▸ **Written instruction 1**
Edit the code review text by rewriting the stretch from "Herald added subscribers: mcrosier, jyknight, aemerson." through "here as well?" with "comments" changed to "remarks".

Herald added subscribers: mcrosier, jyknight, aemerson. · View Herald TranscriptApr 13 2016, 5:25 PM

See inline comments.

include/llvm/Target/TargetLowering.h
308 ↗	(On Diff #53644)	I see \brief used in other comments preceding functions. Should that be here as well?
313 ↗	(On Diff #53644)	This specific statement is a little hard to follow. I think it might be clearer if you say X & Y == Y implies that the bits in Y are a subset of the bits in X. Therefore, the set of bits not in X (~X) unioned (&) with the bits in Y must be the empty set (0). So, X & Y == 0 is equivalent to ~X & Y == 0.
lib/CodeGen/CodeGenPrepare.cpp
5174 ↗	(On Diff #53644)	Maybe I am missing something, or don't understand, but I don't see anything in this routine that checks to make sure this is an == comparison.
test/CodeGen/X86/bmi.ll
174 ↗	(On Diff #53644)	Is this valid for ne? The comment in TargetLowering.h should discuss that. Seems like it is, but it would be worth showing that in the comment. This test should also have some tests that match the pattern, except use le, ge, lt, gt as well, as those are not legal patterns to hit the optimization.

Records:
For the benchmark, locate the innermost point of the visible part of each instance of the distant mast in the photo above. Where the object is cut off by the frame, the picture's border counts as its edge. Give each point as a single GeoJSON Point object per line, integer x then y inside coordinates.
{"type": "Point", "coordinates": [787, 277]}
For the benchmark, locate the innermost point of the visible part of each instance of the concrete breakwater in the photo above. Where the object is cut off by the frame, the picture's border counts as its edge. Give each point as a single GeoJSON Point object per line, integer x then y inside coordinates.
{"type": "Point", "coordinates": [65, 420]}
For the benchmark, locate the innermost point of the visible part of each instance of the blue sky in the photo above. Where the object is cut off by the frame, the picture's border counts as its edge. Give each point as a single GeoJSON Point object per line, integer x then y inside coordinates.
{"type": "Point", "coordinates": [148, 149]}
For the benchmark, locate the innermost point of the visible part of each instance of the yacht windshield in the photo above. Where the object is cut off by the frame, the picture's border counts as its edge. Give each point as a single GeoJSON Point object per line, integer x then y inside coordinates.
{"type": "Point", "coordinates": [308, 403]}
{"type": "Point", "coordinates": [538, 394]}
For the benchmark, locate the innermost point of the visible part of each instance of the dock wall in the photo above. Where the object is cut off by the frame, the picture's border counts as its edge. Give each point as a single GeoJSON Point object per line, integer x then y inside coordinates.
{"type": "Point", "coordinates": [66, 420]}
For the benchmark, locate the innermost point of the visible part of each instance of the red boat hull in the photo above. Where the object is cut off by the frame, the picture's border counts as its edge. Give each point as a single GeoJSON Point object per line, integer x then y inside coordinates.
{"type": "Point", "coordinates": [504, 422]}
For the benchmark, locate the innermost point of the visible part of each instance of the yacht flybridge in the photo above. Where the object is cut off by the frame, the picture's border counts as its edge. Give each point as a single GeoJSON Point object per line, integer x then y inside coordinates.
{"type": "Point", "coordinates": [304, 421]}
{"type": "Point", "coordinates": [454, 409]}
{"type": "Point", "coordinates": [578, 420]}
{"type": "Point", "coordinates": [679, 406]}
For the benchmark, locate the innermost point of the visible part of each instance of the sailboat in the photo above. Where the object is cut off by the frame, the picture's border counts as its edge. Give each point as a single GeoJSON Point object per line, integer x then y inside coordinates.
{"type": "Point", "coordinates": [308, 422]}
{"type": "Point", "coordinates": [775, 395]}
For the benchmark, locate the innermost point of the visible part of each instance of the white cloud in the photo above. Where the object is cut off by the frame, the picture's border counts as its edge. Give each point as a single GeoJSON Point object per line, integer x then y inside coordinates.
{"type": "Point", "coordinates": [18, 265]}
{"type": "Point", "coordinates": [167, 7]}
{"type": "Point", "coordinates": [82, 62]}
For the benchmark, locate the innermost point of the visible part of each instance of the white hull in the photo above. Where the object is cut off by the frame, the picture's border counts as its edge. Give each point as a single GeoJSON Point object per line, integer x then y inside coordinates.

▸ **Written instruction 2**
List every line of the entries above that contains the word "white".

▸ **Correct answer 1**
Herald added subscribers: mcrosier, jyknight, aemerson. · View Herald TranscriptApr 13 2016, 5:25 PM

See inline remarks.

include/llvm/Target/TargetLowering.h
308 ↗	(On Diff #53644)	I see \brief used in other remarks preceding functions. Should that be here as well?

▸ **Correct answer 2**
For the benchmark, locate the innermost point of the visible part of each instance of the white cloud in the photo above. Where the object is cut off by the frame, the picture's border counts as its edge. Give each point as a single GeoJSON Point object per line, integer x then y inside coordinates.
For the benchmark, locate the innermost point of the visible part of each instance of the white hull in the photo above. Where the object is cut off by the frame, the picture's border counts as its edge. Give each point as a single GeoJSON Point object per line, integer x then y inside coordinates.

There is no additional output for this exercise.